• _Document section_
════════════════════
SNAP Update:  “Twinkies can no longer be considered bread”

      “I’m disappointed that the rules don’t go as far as what was proposed early this year,” said Danielle Nierenberg, president of Food Tank, a nutrition advocacy group. “USDA has missed an opportunity to increase the availability of and access to healthier foods for low-income Americans.”

The earlier proposals also recommended leaving food with multiple ingredients like frozen pizza or canned soup off the staple list. The outcome is a win for the makers of such products, like General Mills Inc. and Campbell Soup Co., which feared they would lose shelf space as retailers added new items to meet the requirements.

But retailers still criticized the new guidelines as too restrictive. Stores must now stock seven varieties of staples in each food category: meat, bread, dairy, and fruits and vegetables….

…More changes to the food-stamp program may lie ahead. The new rules were published a day after the House Committee on Agriculture released a report* calling for major changes to the program, which Republicans on the committee say discourages recipients from finding better-paid work.
════════════════════
• _Entries supplied_
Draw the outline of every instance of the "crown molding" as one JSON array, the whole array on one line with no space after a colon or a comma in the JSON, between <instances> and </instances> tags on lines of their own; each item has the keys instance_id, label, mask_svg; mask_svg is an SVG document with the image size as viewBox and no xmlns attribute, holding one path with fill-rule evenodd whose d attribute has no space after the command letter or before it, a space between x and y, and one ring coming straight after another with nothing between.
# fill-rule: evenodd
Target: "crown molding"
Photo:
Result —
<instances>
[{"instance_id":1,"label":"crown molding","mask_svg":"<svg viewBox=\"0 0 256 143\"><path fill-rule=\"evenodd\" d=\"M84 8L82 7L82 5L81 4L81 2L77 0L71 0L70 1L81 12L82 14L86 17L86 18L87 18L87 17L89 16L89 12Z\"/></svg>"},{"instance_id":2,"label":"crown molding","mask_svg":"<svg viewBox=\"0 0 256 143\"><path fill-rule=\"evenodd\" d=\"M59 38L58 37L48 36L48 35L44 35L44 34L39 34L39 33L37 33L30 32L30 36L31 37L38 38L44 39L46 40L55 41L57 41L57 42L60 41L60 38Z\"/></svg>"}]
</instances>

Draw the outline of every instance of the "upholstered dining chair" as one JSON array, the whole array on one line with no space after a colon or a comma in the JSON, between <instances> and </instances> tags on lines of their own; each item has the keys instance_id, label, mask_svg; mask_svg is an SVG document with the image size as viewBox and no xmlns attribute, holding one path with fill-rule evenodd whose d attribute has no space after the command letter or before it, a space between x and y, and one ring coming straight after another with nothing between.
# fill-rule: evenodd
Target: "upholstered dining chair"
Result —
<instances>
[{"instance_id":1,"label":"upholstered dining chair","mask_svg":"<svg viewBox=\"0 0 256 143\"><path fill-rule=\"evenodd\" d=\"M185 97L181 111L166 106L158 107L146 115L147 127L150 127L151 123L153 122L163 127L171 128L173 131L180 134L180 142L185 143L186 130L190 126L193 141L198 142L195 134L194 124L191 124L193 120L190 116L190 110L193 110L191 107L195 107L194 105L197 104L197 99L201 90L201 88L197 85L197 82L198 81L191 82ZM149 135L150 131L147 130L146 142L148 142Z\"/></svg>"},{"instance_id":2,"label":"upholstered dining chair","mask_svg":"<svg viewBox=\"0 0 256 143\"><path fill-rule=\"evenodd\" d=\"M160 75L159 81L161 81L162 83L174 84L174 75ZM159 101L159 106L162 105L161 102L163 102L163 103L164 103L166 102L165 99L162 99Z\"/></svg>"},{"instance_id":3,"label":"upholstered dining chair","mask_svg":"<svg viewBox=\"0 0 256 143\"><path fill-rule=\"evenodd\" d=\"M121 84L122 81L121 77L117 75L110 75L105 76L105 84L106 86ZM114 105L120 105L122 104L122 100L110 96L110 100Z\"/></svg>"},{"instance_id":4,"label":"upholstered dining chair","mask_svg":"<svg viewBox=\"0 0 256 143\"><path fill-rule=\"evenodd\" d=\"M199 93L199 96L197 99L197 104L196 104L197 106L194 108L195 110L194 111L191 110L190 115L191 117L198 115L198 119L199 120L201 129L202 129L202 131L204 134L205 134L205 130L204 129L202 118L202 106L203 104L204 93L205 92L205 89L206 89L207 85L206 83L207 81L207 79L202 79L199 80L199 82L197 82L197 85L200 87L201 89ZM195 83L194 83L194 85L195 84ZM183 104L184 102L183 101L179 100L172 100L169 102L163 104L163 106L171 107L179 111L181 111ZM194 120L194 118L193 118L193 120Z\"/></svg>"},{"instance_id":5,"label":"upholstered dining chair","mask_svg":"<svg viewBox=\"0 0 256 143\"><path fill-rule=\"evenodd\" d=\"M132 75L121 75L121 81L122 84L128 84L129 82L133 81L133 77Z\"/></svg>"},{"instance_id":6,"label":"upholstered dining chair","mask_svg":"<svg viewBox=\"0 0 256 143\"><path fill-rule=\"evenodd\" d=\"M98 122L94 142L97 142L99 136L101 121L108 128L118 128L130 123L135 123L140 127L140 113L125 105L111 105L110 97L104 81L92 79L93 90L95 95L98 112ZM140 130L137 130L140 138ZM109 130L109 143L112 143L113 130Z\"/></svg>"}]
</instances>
════════════════════
• _Written task A_
Extract the passage of the SNAP update text from "The earlier proposals" to "fruits and vegetables….", copying it exactly.
• _Written task B_
Find every line of the records that contains the string "Draw" and copy each of those lines. Matching is case-sensitive.

• _Worked solution A_
The earlier proposals also recommended leaving food with multiple ingredients like frozen pizza or canned soup off the staple list. The outcome is a win for the makers of such products, like General Mills Inc. and Campbell Soup Co., which feared they would lose shelf space as retailers added new items to meet the requirements.

But retailers still criticized the new guidelines as too restrictive. Stores must now stock seven varieties of staples in each food category: meat, bread, dairy, and fruits and vegetables….

• _Worked solution B_
Draw the outline of every instance of the "crown molding" as one JSON array, the whole array on one line with no space after a colon or a comma in the JSON, between <instances> and </instances> tags on lines of their own; each item has the keys instance_id, label, mask_svg; mask_svg is an SVG document with the image size as viewBox and no xmlns attribute, holding one path with fill-rule evenodd whose d attribute has no space after the command letter or before it, a space between x and y, and one ring coming straight after another with nothing between.
Draw the outline of every instance of the "upholstered dining chair" as one JSON array, the whole array on one line with no space after a colon or a comma in the JSON, between <instances> and </instances> tags on lines of their own; each item has the keys instance_id, label, mask_svg; mask_svg is an SVG document with the image size as viewBox and no xmlns attribute, holding one path with fill-rule evenodd whose d attribute has no space after the command letter or before it, a space between x and y, and one ring coming straight after another with nothing between.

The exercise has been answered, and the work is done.